## Instruction 1
According to the passage on Addis Ababa's historic buildings, what share of the heritage buildings listed by the Culture, Arts, and Tourism Bureau has already been demolished?

Addis Ababa lost a significant cultural heritage earlier when Arat Kilo and Lideta, two major inner towns that were formed along the very establishment of the city, were demolished to build low-cost condominium houses, which never allowed the residents whose homes were destroyed to construct the condominiums to resettle back. They were scattered in over 30 condominium housing project sites, leaving their century-old social welfare institutions called Idir to break apart.

The dramatic changes in the past three decades and the demise of much historic architecture are not anomalies. A vast urban makeover is continuing with the potential of making Addis Ababa a city without its past. About eight percent of the heritage buildings listed by the Culture, Arts, and Tourism Bureau have already been demolished. At the same time, there needs to be a mechanism and institutional arrangement to stop the damage further.

Demolition of old urban spaces and redevelopment into a completely new urban look has become a common trend in Addis Ababa. This practice brings enormous collateral damage to the city’s heritage. Historic buildings play a vital role in showcasing a city’s history, culture, and identity. They serve as tangible reminders of the past and contribute to a city’s overall aesthetics and character. While urban development and modernization are essential for economic growth and progress, it is equally important to strike a balance between preserving historic buildings and constructing modern infrastructure.

According to Fasil Giorghis, the Chair of Conservation of Urban & Architectural Heritage at the Ethiopian Institute of Architecture Building Construction & City Development at Addis Ababa University, a significant challenge we face is the need for awareness regarding the value of our heritage. He explains, “These old houses occupy large areas, and the administration often chooses to demolish them simply because they desire the land they sit on.” Fasil emphasizes that the real issue lies in the assumption that these buildings have no worth and lack knowledge on how to utilize them without demolition.

Several countries have successfully preserved their historic buildings while still developing modern cities. For instance, cities like Paris, Rome, and Prague have implemented strict regulations and preservation policies to protect their architectural heritage in Europe. These cities have designated historic districts where any renovations or new constructions must adhere to specific guidelines to maintain the overall historic character.

According to Fasil, preserving ancient buildings in our city demands immediate attention. He advocates for raising awareness as a crucial first step in intervention before implementing stringent policies that protect these precious landmarks, even from within the ranks of city officials. While some policies exist, Fasil emphasizes the need for better dissemination of information and clear consequences integrated into these regulations.

## Data
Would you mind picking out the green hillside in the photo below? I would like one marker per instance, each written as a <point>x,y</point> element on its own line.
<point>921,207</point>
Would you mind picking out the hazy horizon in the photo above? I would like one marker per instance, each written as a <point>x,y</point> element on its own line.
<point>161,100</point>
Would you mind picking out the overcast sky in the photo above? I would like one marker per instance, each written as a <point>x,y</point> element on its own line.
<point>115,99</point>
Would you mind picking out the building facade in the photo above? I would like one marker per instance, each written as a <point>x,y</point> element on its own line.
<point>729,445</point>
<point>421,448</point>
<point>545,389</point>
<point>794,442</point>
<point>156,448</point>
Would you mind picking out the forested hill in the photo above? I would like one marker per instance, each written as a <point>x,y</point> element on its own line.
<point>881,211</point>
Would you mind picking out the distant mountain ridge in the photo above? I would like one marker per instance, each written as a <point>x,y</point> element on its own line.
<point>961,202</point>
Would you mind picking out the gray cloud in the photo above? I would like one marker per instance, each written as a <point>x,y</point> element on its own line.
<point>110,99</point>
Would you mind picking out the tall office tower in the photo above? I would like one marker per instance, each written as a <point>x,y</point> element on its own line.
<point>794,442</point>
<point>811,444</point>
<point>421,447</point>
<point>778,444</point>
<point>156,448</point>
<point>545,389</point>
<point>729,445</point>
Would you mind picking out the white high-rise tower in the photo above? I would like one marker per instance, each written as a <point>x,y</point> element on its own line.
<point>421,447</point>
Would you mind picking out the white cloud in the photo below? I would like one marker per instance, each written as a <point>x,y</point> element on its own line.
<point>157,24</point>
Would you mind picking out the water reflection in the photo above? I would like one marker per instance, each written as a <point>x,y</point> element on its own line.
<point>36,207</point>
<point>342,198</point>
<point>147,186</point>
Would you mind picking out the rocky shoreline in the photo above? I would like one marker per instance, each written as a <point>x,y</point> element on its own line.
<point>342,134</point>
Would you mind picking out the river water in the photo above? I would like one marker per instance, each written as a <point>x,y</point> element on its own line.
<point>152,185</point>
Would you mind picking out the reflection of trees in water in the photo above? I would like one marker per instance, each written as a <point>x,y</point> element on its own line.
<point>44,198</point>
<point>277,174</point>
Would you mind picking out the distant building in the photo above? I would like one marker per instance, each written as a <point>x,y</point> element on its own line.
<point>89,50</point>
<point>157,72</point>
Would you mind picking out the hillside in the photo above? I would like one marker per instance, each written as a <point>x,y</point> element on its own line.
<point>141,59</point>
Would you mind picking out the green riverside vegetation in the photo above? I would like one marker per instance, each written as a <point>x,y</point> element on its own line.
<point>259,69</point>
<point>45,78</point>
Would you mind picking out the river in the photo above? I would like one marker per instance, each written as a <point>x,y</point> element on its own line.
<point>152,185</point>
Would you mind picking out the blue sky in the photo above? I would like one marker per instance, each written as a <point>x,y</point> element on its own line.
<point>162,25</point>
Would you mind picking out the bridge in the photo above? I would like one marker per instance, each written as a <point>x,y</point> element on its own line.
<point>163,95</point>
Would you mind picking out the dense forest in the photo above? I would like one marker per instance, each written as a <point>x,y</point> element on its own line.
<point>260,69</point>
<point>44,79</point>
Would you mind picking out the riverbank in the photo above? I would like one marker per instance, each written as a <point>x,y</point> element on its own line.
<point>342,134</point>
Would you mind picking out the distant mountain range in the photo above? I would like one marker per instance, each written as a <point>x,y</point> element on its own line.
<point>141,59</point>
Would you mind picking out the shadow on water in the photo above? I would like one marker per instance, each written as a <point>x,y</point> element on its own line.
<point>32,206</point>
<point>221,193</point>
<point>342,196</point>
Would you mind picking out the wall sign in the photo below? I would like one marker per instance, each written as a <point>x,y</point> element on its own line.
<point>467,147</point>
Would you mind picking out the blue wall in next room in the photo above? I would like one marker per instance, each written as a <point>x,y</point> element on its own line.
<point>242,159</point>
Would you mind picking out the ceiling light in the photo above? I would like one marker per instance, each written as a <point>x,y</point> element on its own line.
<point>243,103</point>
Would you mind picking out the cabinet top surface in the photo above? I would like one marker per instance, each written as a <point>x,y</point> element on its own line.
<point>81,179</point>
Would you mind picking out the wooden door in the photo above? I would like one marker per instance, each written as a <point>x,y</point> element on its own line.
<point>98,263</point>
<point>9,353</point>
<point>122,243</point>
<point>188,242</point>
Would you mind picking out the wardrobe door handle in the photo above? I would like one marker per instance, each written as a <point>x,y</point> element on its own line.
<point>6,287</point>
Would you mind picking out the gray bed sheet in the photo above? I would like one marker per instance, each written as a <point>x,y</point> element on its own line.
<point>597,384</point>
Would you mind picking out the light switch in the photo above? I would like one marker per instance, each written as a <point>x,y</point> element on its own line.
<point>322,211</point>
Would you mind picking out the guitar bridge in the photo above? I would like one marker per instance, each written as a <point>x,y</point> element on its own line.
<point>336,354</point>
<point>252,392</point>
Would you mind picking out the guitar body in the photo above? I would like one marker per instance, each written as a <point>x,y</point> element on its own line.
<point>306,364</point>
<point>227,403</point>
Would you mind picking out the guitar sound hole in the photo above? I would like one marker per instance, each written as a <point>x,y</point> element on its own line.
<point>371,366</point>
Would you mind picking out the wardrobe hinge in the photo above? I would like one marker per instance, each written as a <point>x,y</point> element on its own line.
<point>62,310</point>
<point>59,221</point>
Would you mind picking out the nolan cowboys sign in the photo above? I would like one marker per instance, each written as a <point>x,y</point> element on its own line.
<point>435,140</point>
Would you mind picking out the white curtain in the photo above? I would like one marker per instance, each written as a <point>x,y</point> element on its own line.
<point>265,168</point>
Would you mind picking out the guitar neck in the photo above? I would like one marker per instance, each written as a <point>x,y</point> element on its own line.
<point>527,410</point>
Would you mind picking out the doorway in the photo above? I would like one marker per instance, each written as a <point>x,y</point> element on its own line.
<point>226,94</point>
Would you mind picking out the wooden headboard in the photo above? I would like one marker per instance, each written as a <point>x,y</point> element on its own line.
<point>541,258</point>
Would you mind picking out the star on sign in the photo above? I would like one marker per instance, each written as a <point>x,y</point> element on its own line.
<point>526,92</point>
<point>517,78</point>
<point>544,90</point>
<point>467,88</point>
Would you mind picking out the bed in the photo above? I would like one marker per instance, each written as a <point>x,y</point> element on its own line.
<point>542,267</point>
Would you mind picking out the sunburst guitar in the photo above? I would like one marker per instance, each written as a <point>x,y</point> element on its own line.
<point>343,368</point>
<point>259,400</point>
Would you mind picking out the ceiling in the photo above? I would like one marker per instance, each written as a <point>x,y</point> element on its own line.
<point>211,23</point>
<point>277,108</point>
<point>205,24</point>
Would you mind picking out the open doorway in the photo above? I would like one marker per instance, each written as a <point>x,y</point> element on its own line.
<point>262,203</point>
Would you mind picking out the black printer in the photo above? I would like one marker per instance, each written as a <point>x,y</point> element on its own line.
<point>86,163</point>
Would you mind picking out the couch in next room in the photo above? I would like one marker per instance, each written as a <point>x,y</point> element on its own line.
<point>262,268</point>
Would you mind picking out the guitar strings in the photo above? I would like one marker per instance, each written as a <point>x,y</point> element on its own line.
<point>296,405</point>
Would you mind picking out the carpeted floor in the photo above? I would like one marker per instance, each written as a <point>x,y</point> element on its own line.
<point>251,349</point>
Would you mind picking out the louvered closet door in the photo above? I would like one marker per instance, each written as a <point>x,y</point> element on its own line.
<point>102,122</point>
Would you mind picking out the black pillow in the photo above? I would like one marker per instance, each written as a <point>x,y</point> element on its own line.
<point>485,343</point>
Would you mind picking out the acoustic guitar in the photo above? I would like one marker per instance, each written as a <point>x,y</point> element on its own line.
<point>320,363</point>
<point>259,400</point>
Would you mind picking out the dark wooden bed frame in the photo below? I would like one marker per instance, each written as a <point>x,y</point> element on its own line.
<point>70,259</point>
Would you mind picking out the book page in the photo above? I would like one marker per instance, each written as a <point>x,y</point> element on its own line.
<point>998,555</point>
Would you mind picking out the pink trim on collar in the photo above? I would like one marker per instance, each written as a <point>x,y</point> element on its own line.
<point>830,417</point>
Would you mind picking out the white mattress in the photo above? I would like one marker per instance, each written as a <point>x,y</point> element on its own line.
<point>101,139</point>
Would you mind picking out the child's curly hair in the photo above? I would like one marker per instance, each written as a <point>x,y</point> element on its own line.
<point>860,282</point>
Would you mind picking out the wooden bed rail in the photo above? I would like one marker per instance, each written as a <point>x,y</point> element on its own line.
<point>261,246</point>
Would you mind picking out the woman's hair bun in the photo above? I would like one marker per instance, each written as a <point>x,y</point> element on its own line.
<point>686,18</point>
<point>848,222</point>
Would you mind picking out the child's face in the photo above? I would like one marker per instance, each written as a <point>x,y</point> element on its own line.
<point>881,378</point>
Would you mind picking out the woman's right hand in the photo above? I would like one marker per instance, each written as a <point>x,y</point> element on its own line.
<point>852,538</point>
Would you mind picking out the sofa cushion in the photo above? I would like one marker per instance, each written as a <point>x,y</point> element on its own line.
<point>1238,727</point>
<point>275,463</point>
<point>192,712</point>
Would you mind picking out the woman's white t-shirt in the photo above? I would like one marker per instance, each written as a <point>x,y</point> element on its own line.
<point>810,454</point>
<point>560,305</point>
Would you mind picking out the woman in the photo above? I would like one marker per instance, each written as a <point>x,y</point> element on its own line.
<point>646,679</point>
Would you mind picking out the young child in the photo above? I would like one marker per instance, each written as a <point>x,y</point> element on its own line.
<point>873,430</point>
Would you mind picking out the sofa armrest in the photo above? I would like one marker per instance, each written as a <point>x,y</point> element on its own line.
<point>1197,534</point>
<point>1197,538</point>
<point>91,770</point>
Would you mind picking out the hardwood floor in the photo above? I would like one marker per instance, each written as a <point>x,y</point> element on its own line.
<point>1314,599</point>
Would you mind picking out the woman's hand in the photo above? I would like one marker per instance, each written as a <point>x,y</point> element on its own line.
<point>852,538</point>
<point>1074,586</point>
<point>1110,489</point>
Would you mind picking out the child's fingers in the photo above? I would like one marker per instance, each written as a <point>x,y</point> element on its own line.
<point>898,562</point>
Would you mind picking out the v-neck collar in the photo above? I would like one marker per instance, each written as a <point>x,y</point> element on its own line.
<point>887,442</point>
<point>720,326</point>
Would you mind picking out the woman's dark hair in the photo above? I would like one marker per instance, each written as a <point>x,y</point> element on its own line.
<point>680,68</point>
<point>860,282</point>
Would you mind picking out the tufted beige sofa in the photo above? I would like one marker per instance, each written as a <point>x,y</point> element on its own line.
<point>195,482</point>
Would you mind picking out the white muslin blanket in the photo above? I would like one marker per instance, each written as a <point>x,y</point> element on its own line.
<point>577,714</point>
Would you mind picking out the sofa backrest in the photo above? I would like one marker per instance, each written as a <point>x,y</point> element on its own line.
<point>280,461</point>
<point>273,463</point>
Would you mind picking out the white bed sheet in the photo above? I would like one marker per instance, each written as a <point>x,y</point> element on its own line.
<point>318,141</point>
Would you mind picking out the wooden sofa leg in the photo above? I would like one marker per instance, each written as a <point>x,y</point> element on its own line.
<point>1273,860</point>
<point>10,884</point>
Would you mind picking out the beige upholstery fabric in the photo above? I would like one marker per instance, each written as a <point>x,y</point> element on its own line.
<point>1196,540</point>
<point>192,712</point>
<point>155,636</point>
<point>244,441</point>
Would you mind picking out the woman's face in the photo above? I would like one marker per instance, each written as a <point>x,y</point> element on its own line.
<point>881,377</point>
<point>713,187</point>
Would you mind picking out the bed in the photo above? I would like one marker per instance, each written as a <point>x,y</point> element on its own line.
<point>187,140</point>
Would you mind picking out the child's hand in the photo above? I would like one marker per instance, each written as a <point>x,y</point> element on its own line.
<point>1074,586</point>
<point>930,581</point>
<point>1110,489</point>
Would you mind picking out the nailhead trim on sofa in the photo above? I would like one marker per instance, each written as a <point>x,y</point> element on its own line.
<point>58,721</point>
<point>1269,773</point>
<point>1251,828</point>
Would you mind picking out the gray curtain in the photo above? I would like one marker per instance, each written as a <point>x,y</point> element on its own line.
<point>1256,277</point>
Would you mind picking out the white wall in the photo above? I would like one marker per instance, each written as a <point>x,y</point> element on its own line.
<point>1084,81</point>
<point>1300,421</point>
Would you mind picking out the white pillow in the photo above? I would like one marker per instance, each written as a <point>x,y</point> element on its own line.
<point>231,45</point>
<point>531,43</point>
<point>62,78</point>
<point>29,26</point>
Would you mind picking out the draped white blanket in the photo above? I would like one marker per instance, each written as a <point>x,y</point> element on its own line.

## Instruction 2
In the entries, change "guitar bridge" to "guitar neck" in the part that opens with the line containing "Would you mind picking out the guitar bridge" and closes with the line containing "<point>252,392</point>". Leave everything else unchanged and return only those lines.

## Right answer 1
About eight percent.

## Right answer 2
Would you mind picking out the guitar neck in the photo above? I would like one marker per instance, each written as a <point>x,y</point> element on its own line.
<point>336,354</point>
<point>252,392</point>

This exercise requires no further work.